Segment Start: Given passage

When Kamala Harris Came to Campus

A Bryn Mawr sophomore reflects on meeting a role model and being in a room full of influential women.

Student Experience
Emme Law '24 with U.S. Assistant Secretary for Health Rachel Levine.

When I found out the vice president was coming to campus, I was so excited. I was even more excited that Kamala Harris had chosen my college to speak about reproductive rights. That same day, October 28, I found out that I would actually be attending the event held in Bryn Mawr’s Goodhart Theater. I would be in the same room as the first female and person of color vice president!

Being in a room with so many women in positions of power was a memorable and once-in-a-lifetime opportunity. I could feel the passion and support for reproductive rights and a person’s right to choose both in the audience and on the stage.

Hearing from so many influential women about how they are demanding equality and equity comforted me. The overturning of Roe v. Wade has many more implications than just the attack on the right to abortions. This precedent sets the stage for the rollback of many crucial civil rights wins. The right to same-sex marriage, the right to contraception, and even labor rights and religious freedoms are up for revocation.

Many other state and federal representatives were heard from before Vice President Harris took the stage and one notable speaker was United States Assistant Secretary for Health Rachel Levine.

Segment End: Given passage

What to work on =
• A. According to the account of Kamala Harris's campus visit, in which building was the event held?
• B. Continue the account of Kamala Harris's campus visit, picking up after its final sentence.

Segment Start: Data extract

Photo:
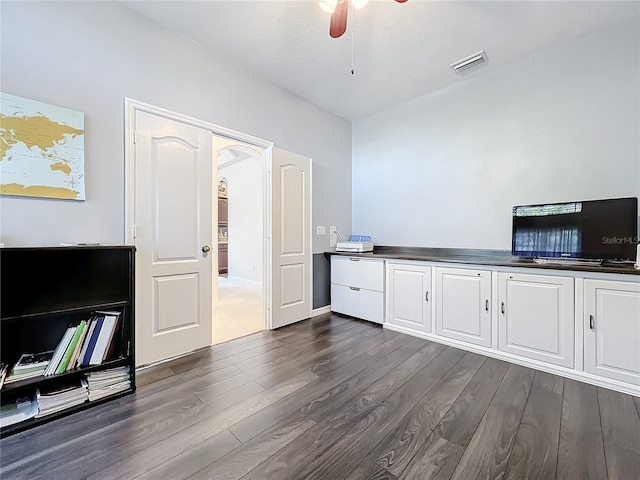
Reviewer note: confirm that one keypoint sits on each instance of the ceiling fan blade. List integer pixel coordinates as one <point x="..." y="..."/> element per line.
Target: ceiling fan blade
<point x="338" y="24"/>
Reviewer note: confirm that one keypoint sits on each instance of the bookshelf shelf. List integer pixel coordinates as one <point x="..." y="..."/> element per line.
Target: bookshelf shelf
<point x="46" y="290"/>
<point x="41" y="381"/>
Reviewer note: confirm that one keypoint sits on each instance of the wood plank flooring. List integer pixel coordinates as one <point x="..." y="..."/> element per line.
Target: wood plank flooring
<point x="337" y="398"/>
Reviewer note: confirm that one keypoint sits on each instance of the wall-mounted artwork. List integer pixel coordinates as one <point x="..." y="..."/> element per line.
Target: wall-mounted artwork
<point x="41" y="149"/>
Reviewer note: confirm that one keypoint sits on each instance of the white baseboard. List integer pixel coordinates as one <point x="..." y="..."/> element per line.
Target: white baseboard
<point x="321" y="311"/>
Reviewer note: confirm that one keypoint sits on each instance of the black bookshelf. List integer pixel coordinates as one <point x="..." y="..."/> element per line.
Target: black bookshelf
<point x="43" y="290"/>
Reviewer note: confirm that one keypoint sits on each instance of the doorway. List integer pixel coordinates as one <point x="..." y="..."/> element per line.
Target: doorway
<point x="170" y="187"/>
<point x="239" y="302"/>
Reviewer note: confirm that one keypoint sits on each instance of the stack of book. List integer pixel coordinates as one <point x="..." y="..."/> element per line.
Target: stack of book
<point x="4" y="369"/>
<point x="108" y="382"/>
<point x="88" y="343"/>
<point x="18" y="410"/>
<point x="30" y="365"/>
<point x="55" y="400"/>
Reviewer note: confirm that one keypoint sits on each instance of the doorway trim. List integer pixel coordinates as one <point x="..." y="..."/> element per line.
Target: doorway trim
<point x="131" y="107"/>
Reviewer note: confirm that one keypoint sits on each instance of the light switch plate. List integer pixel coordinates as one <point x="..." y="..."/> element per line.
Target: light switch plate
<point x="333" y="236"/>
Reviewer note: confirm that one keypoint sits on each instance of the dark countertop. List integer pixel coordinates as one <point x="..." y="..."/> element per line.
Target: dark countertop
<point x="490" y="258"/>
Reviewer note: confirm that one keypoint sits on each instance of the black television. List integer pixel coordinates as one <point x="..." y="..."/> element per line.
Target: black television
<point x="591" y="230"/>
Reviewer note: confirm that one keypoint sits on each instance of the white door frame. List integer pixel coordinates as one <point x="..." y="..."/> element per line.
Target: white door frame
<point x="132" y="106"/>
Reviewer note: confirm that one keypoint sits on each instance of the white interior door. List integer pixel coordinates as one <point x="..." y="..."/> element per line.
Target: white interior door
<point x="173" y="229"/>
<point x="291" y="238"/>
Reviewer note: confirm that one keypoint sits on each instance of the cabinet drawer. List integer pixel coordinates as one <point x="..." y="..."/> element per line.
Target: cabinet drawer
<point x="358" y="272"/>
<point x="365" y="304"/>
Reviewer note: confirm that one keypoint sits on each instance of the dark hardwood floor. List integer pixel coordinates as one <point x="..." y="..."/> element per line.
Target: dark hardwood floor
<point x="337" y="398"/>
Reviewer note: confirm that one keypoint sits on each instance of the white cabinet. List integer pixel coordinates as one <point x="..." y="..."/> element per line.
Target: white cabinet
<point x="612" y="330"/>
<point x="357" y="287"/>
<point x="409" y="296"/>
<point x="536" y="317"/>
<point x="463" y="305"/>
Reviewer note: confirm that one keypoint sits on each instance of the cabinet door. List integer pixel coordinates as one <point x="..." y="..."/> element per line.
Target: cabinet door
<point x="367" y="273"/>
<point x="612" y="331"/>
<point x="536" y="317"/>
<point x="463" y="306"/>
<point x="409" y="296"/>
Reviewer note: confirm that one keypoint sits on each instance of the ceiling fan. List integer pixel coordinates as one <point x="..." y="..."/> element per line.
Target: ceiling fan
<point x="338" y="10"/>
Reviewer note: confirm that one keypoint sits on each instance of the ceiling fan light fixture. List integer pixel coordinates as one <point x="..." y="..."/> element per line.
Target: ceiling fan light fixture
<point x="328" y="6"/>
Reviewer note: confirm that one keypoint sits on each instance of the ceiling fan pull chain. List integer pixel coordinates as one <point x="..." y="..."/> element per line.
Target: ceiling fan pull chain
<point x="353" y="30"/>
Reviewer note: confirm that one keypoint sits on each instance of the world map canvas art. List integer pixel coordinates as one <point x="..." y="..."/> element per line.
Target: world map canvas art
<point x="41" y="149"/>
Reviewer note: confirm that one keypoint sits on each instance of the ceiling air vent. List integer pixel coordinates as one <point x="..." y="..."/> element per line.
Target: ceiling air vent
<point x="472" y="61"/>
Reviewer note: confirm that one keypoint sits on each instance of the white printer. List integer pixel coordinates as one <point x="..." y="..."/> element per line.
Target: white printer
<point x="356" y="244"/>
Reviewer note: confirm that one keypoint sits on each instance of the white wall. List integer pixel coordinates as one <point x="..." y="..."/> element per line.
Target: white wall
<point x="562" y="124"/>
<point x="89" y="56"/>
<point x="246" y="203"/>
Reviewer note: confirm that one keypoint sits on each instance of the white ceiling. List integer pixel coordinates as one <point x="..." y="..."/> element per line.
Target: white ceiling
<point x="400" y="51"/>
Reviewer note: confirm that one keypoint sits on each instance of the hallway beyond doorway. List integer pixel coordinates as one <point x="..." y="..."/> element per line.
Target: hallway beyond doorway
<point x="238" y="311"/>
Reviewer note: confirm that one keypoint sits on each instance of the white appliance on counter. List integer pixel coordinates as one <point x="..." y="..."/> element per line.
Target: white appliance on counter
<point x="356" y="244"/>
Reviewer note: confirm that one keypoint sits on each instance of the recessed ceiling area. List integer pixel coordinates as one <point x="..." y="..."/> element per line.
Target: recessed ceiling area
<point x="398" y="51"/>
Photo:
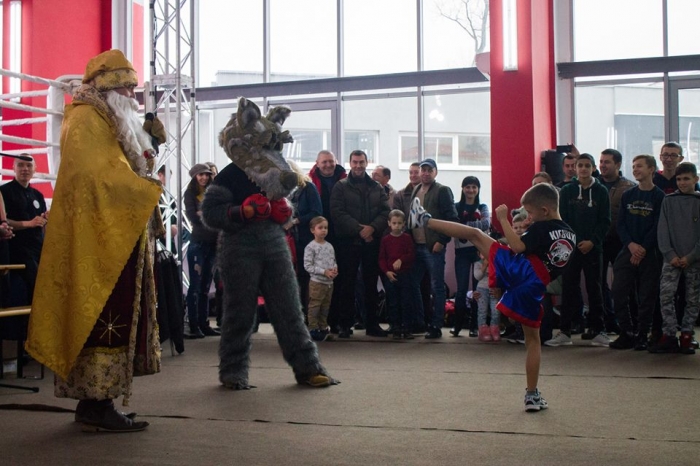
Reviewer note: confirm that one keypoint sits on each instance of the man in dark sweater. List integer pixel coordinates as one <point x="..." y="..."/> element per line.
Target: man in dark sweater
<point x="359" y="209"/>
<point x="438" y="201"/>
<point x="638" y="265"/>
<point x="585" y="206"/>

Segment End: Data extract
Segment Start: Data extract

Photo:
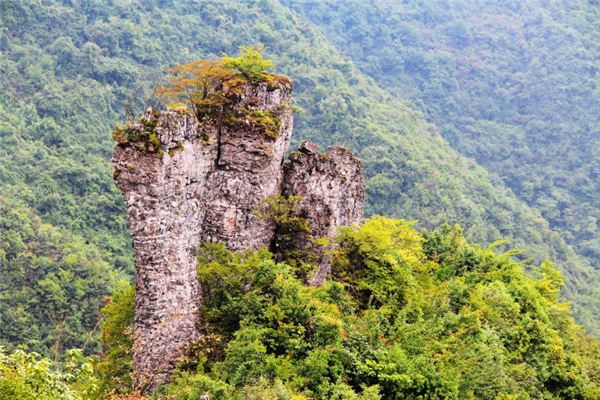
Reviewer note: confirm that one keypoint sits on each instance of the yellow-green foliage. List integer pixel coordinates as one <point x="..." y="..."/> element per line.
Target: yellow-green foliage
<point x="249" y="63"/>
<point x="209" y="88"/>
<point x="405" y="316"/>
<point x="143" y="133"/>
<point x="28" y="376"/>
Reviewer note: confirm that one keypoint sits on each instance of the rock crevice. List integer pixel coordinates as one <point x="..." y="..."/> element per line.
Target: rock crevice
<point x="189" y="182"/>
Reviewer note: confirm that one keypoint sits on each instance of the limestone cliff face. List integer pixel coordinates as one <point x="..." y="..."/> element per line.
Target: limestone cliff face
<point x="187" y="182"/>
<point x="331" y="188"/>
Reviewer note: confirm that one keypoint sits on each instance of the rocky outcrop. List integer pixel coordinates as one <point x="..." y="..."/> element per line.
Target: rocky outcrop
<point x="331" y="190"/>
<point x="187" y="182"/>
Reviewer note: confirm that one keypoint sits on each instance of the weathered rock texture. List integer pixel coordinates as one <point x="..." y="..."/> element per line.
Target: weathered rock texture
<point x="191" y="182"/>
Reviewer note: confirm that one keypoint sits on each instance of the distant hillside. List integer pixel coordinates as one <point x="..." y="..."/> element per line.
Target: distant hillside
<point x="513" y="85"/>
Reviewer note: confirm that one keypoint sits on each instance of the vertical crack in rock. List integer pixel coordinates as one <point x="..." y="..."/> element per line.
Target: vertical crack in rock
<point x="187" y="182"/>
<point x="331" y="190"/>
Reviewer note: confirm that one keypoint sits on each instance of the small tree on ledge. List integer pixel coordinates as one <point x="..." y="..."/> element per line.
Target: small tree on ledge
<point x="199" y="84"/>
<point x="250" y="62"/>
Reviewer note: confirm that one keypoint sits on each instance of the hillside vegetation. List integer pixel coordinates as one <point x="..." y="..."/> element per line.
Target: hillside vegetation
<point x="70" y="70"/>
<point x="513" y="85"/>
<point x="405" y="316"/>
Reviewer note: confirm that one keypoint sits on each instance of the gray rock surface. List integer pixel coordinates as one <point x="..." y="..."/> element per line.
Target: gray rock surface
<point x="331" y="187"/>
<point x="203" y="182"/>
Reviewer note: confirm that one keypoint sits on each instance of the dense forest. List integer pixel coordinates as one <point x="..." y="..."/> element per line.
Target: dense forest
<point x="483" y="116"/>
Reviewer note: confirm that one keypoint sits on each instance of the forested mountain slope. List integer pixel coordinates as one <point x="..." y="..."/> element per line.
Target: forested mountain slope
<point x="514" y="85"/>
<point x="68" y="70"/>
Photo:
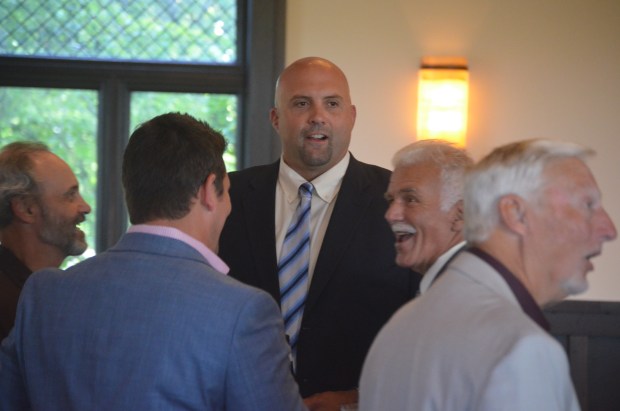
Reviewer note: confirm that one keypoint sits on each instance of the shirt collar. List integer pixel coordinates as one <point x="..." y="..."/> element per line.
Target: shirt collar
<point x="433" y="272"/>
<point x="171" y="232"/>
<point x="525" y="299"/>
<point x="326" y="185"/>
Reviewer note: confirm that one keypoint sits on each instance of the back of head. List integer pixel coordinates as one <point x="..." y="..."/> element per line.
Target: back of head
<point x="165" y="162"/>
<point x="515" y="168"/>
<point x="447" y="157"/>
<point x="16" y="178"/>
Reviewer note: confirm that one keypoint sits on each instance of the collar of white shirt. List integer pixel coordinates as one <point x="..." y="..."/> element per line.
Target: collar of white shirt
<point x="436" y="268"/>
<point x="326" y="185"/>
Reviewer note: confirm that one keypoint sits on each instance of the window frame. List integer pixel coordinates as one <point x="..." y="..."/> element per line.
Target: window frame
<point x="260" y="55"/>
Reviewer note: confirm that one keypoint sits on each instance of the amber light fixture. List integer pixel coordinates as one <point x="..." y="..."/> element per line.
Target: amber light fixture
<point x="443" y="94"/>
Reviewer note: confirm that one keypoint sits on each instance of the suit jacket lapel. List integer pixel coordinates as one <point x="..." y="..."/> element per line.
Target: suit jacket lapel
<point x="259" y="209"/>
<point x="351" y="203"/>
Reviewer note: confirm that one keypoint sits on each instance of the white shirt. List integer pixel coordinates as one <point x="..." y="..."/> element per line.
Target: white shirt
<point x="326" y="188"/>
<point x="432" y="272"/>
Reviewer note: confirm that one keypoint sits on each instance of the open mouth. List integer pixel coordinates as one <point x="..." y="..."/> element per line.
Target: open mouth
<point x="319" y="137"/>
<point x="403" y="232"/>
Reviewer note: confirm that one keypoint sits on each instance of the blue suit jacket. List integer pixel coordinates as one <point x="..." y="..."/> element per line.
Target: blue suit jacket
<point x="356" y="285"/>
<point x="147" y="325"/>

Segment End: Data extract
Segment Start: Data extract

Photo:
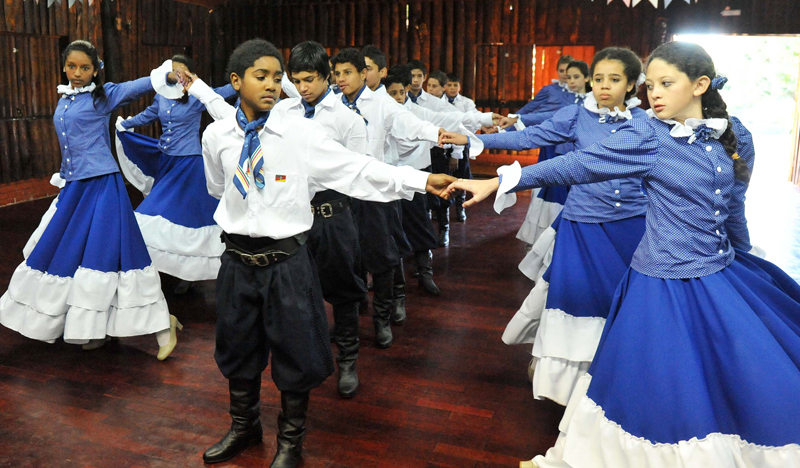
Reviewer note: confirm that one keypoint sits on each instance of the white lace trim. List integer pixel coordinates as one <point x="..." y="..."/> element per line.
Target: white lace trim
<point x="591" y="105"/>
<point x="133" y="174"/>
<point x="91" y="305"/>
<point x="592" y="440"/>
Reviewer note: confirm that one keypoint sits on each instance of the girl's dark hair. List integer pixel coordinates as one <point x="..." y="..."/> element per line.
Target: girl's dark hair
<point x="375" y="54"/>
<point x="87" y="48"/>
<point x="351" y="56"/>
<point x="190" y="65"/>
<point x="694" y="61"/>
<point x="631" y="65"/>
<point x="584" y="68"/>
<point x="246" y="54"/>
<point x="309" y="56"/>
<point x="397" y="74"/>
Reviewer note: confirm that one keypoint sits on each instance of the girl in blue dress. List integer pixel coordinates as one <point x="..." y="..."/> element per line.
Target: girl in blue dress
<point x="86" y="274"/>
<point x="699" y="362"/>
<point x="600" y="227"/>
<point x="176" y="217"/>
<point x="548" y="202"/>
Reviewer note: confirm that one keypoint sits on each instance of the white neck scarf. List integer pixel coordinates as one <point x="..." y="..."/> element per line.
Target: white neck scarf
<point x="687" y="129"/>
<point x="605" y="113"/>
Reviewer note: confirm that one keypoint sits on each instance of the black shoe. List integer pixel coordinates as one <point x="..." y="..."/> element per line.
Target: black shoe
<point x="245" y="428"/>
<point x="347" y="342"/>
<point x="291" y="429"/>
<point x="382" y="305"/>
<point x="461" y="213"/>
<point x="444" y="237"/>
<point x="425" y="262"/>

Segment End: Data extract

Your responses =
• A. Bryn Mawr's Goodhart Theater.

• B.
Personally, seeing Dr. Levine, was a surreal experience. During the height of the COVID-19 pandemic, I remember she was the secretary of the Pennsylvania Department of Health, and I would watch her speak at the press conferences providing updates about the virus.

Dr. Levine was a great addition to the panel of speakers as she diversified the assemblage by being a woman who is openly part of the LGBTQIA+ community. Dr. Levine is the first openly transgender federal official confirmed by the Senate. Being a queer student looking to go into the public health profession, I was ecstatic to meet someone whom I have looked up to for many years.

When asked what message she had for the young people in the room, Vice President Harris responded,  “Do what you are already doing.” Vice President Harris said she knows Bryn Mawr College is full of leaders and said that “the best movements in our country that have been about the expansions of rights, in my opinion, have been led by students and certainly fueled by students. So, do what you do, and thank you.”

This was amazing to hear as a student activist myself. I will keep this moment not only as a memory, but also as fuel to continue to fight for reproductive rights and equality for all humans, knowing I have Vice President Kamala Harris as well as other women within the government fighting alongside me.


Emme Law ’24 is an anthropology major from Langhorne, Pa.